## Exercise text

Mythological heroes often possess extraordinary powers. That ability and strength to overcome apparently insurmountable problems is within us all.
‘The mighty hero of extraordinary powers —able to lift Mount Govardhan on a finger, and to fill himself with the terrible glory of the universe—is each of us: not the physical self visible in the mirror, but the king within. Krishna declares: “I am the Self, seated in the hearts of all creatures. I am the beginning, the middle, and the end of all beings.””
Joseph Campbell. The Hero with a Thousand Faces.
Part of mindfulness practice is to cultivate a trusting heart. Let’s begin by looking deeply into what we can trust in ourselves. If we don’t immediately know what there is to trust in ourselves, maybe we need to look a little deeper, to dwell a little longer with ourselves in stillness and in simply being. If we are unaware of what we are doing a good deal of the time, and we don’t particularly like the way things turn out in our lives, perhaps it’s time to pay closer attention, to be more in touch, to observe the choices we make and their consequences down the road.
Perhaps we could experiment with trusting the present moment, accepting whatever we feel or think or see in this moment because this is what is present now. If we can take a stand here, and let go into the full texture of now, we may find that this very moment is worthy of our trust. From such experiments, conducted over and over again, may come a new sense that somewhere deep within us resides a profoundly healthy and trustworthy core, and that our intuitions, as deep resonances of the actuality of the present moment, are worthy of our trust.
Be strong then, and enter into your own body; there you have a solid place for your feet.
Think about it carefully! Don’t go off somewhere else!

## Information supplied
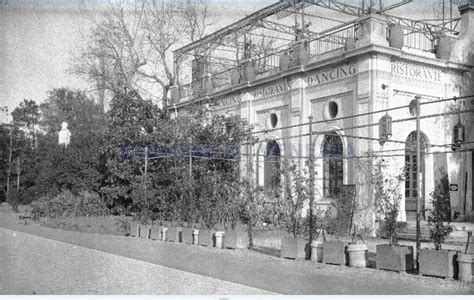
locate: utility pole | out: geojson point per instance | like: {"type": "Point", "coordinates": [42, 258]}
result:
{"type": "Point", "coordinates": [145, 175]}
{"type": "Point", "coordinates": [311, 179]}
{"type": "Point", "coordinates": [9, 170]}
{"type": "Point", "coordinates": [190, 159]}
{"type": "Point", "coordinates": [418, 186]}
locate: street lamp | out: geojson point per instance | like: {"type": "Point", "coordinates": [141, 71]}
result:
{"type": "Point", "coordinates": [385, 129]}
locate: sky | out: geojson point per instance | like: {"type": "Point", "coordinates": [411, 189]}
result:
{"type": "Point", "coordinates": [37, 38]}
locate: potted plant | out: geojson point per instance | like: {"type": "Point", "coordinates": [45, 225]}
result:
{"type": "Point", "coordinates": [466, 261]}
{"type": "Point", "coordinates": [392, 257]}
{"type": "Point", "coordinates": [335, 251]}
{"type": "Point", "coordinates": [187, 234]}
{"type": "Point", "coordinates": [358, 251]}
{"type": "Point", "coordinates": [438, 262]}
{"type": "Point", "coordinates": [296, 191]}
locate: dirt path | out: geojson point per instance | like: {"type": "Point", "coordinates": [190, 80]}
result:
{"type": "Point", "coordinates": [252, 269]}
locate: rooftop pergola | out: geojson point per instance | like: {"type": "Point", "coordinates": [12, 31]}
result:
{"type": "Point", "coordinates": [321, 25]}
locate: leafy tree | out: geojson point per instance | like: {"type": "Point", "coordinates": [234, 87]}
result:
{"type": "Point", "coordinates": [79, 166]}
{"type": "Point", "coordinates": [131, 43]}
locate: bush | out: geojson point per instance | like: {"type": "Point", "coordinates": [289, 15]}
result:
{"type": "Point", "coordinates": [66, 204]}
{"type": "Point", "coordinates": [440, 218]}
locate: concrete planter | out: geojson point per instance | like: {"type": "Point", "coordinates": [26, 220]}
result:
{"type": "Point", "coordinates": [236, 239]}
{"type": "Point", "coordinates": [439, 263]}
{"type": "Point", "coordinates": [394, 258]}
{"type": "Point", "coordinates": [219, 239]}
{"type": "Point", "coordinates": [206, 237]}
{"type": "Point", "coordinates": [444, 47]}
{"type": "Point", "coordinates": [285, 61]}
{"type": "Point", "coordinates": [293, 248]}
{"type": "Point", "coordinates": [195, 237]}
{"type": "Point", "coordinates": [145, 231]}
{"type": "Point", "coordinates": [317, 251]}
{"type": "Point", "coordinates": [134, 229]}
{"type": "Point", "coordinates": [187, 235]}
{"type": "Point", "coordinates": [396, 36]}
{"type": "Point", "coordinates": [174, 234]}
{"type": "Point", "coordinates": [164, 234]}
{"type": "Point", "coordinates": [358, 255]}
{"type": "Point", "coordinates": [349, 44]}
{"type": "Point", "coordinates": [466, 267]}
{"type": "Point", "coordinates": [155, 232]}
{"type": "Point", "coordinates": [335, 252]}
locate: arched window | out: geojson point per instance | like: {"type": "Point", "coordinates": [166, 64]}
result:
{"type": "Point", "coordinates": [272, 165]}
{"type": "Point", "coordinates": [332, 151]}
{"type": "Point", "coordinates": [411, 189]}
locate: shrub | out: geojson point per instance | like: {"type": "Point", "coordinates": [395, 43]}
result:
{"type": "Point", "coordinates": [440, 218]}
{"type": "Point", "coordinates": [67, 204]}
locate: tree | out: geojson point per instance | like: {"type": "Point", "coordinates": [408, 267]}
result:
{"type": "Point", "coordinates": [79, 166]}
{"type": "Point", "coordinates": [130, 45]}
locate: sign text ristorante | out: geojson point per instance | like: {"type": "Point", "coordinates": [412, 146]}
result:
{"type": "Point", "coordinates": [415, 72]}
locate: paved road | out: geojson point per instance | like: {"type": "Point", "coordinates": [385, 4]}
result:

## Apply what you read
**1)** Answer these questions about the text on heroes and mindfulness:
(a) What mountain can the mighty hero lift on a finger?
(b) What book is the quoted passage about the hero taken from, and who wrote it?
(c) What does the text name as part of mindfulness practice?
**2)** Write out the text on heroes and mindfulness word for word, from "Mythological heroes often" up to and including "a Thousand Faces.".

## Task-by-task solutions
**1)**
(a) Mount Govardhan.
(b) The Hero with a Thousand Faces, by Joseph Campbell.
(c) To cultivate a trusting heart.

**2)**
Mythological heroes often possess extraordinary powers. That ability and strength to overcome apparently insurmountable problems is within us all.
‘The mighty hero of extraordinary powers —able to lift Mount Govardhan on a finger, and to fill himself with the terrible glory of the universe—is each of us: not the physical self visible in the mirror, but the king within. Krishna declares: “I am the Self, seated in the hearts of all creatures. I am the beginning, the middle, and the end of all beings.””
Joseph Campbell. The Hero with a Thousand Faces.